**Seçilmiş bölüm**
• • •
De Haan’ın yanından ayrıldıktan sonra, olup bitenleri
tek başına bir masada izlemekte olan Hasan’ın, birden kafası, yeşil yağ
tabakası kaplı tahta masanın üzerine düştü. Çaresizliğin ve bir şey
yapmamanın verdiği ızdırapla kendini kaybeden Hasan masaya yığılıp
kalmıştı.
Ancak ailesini ve diğer mültecileri kurtarmak için
mücadelesinden vazgeçmeyen Hasan, kampta mülteciler arasında bulunan
babası İbro ve bazı mültecilerle bir şeyler yapmaya çalışmaktadır:
“Potocari kampında bulunan herkes, mülteciler ve Hollandalılar, BM
kampının dışına çıkan herkesin öldürüleceğini biliyordu. Babam, ben ve
arabulucu olarak görev yapan bir diğer kişi, Nesip Mandzic, birlikte bir
plan yaptık. Dünya medyası Potocari’deki durumdan haberdar edilmeden,
askeri bir müzakere timi ve gazeteciler gelmeden kampı
boşaltmayacağımızı şart koşalım. Mülteciler ancak UNPROFOR askerleri
nezaretinde güvenli bir bölgeye nakledilsin…” Oysa tahliye çoktan
başlamıştı bile. Hollandalı askerler mültecileri hayvan sürüleri gibi
yönlendirip kampın dışına çıkarıyor, kadınlar ve çocuklar dışarıda
bekleyen Sırp askeri araçlarına bindiriliyordu. Ortalıkta hiçbir erkek
gözükmüyordu.
Hasan’ın babası istediği takdirde kamptan ayrılmama
hakkına sahipti, çünkü Sırplarla yapılan müzakerelerde arabuluculuk
görevini o üstlenmişti. Ancak Hollandalılar küçük oğlu Muhammed ve
karısının kalmasına izin vermeyince o da onlarla birlikte kamptan
ayrılmaya karar verdi. Hasan bu arada çılgınlar gibi ailesini kurtarmak
için sağa sola koşturmakta, askerlere adeta yalvarmaktadır. Orada
bulunan Hollandalı askerler ısrarla onun ailesinin de Sırplara teslim
edileceğini söylerler. O da son bir defa daha Binbaşı Franken’e
yalvarır: “Ona son bir defa daha kardeşimin kampta kalıp kalmayacağını
sordum. Fakat müsaade etmedi. Hiçbir Hollandalı asker beni dinlemiyordu
bile.”
• • •
**Veri kümesi kesiti**
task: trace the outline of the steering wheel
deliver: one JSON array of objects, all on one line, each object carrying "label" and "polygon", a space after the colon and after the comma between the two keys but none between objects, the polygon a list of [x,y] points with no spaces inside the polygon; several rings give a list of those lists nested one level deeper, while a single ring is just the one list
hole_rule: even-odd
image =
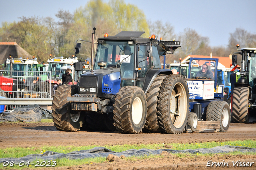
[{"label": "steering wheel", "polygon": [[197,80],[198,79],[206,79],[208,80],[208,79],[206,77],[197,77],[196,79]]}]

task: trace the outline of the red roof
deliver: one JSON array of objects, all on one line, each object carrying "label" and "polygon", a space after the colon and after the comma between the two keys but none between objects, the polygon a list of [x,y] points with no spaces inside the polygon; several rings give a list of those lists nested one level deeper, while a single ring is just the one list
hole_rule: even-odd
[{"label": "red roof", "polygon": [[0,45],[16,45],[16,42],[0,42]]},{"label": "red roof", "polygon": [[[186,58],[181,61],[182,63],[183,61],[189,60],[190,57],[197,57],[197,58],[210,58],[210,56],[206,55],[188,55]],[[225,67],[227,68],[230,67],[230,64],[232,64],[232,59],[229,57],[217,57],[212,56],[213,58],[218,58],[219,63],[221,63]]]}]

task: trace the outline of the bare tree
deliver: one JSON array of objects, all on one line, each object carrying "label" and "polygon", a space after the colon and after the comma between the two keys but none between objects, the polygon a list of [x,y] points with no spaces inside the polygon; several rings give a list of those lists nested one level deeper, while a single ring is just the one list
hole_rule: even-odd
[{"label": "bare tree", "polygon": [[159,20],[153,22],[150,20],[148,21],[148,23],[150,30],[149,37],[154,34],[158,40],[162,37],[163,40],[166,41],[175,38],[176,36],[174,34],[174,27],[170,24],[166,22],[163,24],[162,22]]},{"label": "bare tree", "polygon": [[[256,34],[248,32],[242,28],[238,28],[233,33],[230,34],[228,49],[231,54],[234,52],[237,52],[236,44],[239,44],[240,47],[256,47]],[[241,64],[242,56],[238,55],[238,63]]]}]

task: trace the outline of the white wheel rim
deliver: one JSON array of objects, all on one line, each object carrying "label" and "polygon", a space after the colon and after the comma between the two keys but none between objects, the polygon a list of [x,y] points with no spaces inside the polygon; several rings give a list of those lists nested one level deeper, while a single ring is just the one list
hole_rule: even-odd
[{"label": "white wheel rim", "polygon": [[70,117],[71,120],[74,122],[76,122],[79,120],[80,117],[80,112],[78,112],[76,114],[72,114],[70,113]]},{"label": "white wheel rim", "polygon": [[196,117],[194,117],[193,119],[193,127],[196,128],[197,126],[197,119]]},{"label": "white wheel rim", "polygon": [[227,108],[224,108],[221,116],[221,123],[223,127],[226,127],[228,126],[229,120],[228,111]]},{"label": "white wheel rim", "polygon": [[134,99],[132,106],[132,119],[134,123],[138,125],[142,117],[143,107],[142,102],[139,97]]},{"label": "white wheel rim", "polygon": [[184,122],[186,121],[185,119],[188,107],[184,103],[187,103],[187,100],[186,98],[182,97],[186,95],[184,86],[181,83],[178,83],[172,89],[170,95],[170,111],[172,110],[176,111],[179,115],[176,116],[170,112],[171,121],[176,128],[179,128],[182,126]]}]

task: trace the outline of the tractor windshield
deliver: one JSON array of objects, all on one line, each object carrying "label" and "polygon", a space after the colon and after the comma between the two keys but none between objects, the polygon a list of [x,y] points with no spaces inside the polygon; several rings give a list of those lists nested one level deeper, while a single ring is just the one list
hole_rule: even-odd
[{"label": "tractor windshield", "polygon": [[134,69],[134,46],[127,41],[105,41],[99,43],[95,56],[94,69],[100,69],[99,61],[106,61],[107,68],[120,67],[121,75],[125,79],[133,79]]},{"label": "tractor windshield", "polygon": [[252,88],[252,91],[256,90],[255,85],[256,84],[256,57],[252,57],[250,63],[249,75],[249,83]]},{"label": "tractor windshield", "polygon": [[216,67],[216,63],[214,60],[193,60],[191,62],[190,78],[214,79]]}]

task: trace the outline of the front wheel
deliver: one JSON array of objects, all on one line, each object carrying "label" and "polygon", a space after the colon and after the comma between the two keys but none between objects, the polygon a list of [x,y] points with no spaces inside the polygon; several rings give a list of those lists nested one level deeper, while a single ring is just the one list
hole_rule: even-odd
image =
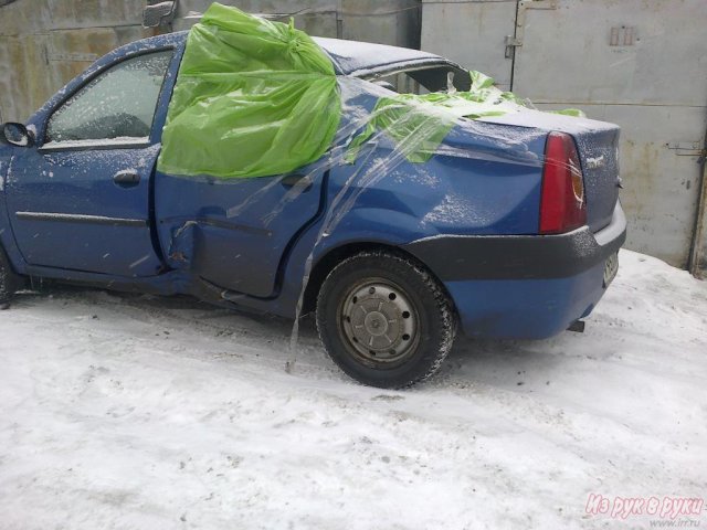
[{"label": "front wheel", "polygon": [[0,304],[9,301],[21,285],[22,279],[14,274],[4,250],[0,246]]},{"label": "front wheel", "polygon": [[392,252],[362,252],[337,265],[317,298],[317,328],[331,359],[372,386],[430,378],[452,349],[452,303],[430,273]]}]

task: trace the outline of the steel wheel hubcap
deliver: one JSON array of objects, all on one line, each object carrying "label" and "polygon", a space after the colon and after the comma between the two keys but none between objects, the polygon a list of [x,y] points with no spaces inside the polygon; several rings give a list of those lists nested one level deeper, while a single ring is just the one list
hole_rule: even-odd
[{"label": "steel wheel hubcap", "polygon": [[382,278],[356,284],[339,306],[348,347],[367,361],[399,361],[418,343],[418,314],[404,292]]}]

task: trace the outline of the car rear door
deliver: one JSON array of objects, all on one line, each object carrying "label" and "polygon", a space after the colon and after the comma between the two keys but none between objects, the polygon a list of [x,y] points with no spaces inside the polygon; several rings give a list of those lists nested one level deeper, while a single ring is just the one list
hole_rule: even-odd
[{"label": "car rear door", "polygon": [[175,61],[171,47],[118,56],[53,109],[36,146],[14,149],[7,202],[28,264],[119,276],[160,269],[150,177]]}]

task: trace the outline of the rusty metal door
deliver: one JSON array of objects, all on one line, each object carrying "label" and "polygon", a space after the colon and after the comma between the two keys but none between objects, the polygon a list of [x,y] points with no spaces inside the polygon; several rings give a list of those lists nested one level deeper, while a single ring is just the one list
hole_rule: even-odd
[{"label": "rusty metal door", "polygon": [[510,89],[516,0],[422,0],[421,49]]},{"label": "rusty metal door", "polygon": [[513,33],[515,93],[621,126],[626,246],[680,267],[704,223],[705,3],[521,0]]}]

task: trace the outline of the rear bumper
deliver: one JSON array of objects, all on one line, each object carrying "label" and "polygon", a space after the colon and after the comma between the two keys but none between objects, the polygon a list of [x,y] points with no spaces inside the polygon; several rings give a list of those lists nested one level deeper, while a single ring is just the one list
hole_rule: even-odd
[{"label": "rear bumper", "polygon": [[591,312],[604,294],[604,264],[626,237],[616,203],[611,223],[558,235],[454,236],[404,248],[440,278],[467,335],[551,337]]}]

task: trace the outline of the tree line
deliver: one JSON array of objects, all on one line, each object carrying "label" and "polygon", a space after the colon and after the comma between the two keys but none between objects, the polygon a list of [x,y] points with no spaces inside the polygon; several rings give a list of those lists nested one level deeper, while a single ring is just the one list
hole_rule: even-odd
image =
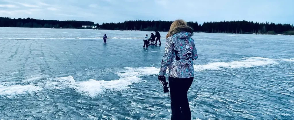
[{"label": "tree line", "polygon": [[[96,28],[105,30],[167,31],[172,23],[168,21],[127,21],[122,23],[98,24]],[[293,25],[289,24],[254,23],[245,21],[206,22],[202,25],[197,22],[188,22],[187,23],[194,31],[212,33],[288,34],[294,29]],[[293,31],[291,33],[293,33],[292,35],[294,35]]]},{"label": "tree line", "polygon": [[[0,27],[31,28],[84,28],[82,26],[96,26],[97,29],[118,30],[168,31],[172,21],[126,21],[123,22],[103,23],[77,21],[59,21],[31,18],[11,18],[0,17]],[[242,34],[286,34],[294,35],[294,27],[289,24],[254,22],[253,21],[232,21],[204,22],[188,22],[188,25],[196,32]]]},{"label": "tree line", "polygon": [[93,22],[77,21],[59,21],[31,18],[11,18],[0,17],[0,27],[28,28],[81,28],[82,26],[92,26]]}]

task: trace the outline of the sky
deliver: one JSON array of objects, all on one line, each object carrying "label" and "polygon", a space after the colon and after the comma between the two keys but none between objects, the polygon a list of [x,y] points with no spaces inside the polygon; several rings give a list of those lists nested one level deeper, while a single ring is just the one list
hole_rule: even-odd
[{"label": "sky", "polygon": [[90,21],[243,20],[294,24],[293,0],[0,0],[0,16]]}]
• • •
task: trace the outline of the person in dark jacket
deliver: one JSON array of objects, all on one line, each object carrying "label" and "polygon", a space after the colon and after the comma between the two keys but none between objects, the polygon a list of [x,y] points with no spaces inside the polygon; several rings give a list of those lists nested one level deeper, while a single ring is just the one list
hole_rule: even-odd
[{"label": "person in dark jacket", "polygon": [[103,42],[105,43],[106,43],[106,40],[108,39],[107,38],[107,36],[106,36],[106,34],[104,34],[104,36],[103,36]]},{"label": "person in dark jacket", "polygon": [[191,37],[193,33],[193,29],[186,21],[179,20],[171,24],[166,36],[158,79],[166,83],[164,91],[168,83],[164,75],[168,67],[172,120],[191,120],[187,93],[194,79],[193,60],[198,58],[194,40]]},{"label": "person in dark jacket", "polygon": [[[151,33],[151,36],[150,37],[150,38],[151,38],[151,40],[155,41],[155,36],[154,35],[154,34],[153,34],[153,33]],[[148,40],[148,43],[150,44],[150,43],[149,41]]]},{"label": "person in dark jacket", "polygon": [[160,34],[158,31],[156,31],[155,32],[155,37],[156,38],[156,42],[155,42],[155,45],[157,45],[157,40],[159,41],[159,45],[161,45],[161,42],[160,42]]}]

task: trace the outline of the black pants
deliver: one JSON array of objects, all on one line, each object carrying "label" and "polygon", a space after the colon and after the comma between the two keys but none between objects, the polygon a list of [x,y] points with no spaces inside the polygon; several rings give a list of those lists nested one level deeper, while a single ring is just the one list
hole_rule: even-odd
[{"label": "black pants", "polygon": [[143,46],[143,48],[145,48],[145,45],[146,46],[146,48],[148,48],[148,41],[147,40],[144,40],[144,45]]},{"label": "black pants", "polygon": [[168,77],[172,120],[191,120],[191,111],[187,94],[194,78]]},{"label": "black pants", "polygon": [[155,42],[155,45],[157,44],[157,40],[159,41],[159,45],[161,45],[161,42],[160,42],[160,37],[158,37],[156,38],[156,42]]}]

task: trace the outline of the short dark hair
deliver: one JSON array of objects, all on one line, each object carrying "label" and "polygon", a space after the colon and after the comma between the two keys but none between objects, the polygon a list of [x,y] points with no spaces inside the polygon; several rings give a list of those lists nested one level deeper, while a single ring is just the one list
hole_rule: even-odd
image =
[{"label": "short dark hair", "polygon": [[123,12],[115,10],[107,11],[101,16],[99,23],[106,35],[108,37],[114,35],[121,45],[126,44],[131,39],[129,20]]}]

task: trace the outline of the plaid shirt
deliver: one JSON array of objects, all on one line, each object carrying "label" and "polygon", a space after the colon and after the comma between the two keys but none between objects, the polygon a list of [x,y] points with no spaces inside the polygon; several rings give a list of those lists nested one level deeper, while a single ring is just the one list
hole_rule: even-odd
• • •
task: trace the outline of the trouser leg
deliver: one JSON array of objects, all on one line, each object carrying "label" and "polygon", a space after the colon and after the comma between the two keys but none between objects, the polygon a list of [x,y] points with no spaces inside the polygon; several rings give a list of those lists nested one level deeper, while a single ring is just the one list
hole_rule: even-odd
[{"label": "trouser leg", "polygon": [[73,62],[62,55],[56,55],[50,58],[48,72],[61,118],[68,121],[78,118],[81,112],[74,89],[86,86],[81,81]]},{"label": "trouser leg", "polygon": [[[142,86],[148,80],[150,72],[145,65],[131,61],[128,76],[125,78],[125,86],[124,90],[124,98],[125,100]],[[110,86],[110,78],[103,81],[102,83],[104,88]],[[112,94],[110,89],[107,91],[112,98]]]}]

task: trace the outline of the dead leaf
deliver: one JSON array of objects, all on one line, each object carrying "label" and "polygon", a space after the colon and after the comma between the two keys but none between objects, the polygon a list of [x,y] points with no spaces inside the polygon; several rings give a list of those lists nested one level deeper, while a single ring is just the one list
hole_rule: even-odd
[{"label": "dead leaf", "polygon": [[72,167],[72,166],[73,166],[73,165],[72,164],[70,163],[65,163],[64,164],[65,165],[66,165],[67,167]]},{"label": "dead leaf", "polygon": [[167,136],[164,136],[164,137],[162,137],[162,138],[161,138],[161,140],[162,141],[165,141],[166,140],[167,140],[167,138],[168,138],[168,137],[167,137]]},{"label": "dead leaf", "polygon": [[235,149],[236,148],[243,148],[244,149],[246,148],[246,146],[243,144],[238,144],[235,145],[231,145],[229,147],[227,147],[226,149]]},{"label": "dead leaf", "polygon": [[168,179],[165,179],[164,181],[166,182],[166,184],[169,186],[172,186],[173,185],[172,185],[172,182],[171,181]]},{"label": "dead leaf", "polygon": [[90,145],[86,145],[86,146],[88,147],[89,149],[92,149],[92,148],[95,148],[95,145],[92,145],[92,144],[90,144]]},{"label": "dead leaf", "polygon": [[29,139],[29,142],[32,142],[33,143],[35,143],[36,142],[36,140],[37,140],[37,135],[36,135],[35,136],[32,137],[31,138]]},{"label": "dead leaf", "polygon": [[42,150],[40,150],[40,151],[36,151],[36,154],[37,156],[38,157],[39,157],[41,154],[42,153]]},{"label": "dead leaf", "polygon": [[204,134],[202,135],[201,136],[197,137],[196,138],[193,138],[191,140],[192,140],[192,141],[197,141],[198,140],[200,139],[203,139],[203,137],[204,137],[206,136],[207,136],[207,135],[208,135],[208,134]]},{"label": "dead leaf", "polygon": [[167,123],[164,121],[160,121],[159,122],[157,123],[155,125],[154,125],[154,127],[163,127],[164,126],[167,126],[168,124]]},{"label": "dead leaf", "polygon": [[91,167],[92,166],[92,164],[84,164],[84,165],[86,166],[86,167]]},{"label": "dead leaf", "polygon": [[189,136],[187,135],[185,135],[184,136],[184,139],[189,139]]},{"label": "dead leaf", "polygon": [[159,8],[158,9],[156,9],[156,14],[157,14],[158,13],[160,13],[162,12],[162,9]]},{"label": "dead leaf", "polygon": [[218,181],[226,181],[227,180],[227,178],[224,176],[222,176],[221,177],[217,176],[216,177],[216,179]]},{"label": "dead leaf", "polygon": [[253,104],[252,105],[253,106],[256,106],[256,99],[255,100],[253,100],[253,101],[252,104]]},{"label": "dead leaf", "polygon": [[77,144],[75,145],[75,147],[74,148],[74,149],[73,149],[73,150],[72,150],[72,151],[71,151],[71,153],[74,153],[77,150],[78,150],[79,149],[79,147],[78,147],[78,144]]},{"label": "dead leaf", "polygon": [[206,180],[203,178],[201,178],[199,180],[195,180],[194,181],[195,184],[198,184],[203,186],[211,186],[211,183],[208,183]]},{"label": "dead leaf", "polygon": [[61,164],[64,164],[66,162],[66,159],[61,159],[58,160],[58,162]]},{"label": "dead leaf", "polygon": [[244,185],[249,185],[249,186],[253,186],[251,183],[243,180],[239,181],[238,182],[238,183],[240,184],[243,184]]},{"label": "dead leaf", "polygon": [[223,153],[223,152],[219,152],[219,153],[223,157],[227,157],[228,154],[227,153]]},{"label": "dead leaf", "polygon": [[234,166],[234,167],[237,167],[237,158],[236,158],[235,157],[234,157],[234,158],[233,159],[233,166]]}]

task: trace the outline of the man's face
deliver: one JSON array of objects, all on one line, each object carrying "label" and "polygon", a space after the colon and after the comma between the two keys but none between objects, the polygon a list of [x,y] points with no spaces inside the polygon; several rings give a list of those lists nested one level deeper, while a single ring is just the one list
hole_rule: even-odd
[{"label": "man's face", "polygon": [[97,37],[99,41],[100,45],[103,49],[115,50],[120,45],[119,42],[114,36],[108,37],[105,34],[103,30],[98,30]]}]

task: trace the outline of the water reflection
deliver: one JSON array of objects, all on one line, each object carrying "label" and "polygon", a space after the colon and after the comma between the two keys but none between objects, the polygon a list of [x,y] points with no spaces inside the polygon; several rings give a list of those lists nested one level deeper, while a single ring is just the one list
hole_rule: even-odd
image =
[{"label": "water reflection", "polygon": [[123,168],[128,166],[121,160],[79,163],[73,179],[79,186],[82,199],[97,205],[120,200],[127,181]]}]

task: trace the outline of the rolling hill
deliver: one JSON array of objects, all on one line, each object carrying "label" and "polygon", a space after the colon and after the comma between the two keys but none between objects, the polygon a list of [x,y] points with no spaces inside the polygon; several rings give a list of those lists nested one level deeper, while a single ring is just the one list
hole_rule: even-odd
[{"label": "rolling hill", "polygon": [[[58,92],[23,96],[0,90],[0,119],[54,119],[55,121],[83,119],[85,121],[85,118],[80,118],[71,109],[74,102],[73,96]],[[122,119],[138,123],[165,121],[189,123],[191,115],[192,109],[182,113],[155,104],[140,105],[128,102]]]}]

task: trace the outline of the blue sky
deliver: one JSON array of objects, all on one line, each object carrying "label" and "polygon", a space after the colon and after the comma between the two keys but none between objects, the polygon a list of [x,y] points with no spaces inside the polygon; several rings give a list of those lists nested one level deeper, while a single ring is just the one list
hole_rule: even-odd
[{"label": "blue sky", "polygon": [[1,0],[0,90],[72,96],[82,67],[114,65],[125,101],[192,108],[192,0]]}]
• • •
**Verilen görevler**
**1)** Seçilmiş bölüme göre tahliye sırasında kadınlar ve çocuklar nereye bindiriliyordu?
**2)** Seçilmiş bölümde "Ancak ailesini ve" ile başlayıp "gözükmüyordu." ile biten kısmı, bu iki ifade de dahil olmak üzere hiçbir değişiklik yapmadan alıntılayın.

**Çözümlü cevaplar**
**1)** Dışarıda bekleyen Sırp askeri araçlarına bindiriliyorlardı.

**2)**
Ancak ailesini ve diğer mültecileri kurtarmak için
mücadelesinden vazgeçmeyen Hasan, kampta mülteciler arasında bulunan
babası İbro ve bazı mültecilerle bir şeyler yapmaya çalışmaktadır:
“Potocari kampında bulunan herkes, mülteciler ve Hollandalılar, BM
kampının dışına çıkan herkesin öldürüleceğini biliyordu. Babam, ben ve
arabulucu olarak görev yapan bir diğer kişi, Nesip Mandzic, birlikte bir
plan yaptık. Dünya medyası Potocari’deki durumdan haberdar edilmeden,
askeri bir müzakere timi ve gazeteciler gelmeden kampı
boşaltmayacağımızı şart koşalım. Mülteciler ancak UNPROFOR askerleri
nezaretinde güvenli bir bölgeye nakledilsin…” Oysa tahliye çoktan
başlamıştı bile. Hollandalı askerler mültecileri hayvan sürüleri gibi
yönlendirip kampın dışına çıkarıyor, kadınlar ve çocuklar dışarıda
bekleyen Sırp askeri araçlarına bindiriliyordu. Ortalıkta hiçbir erkek
gözükmüyordu.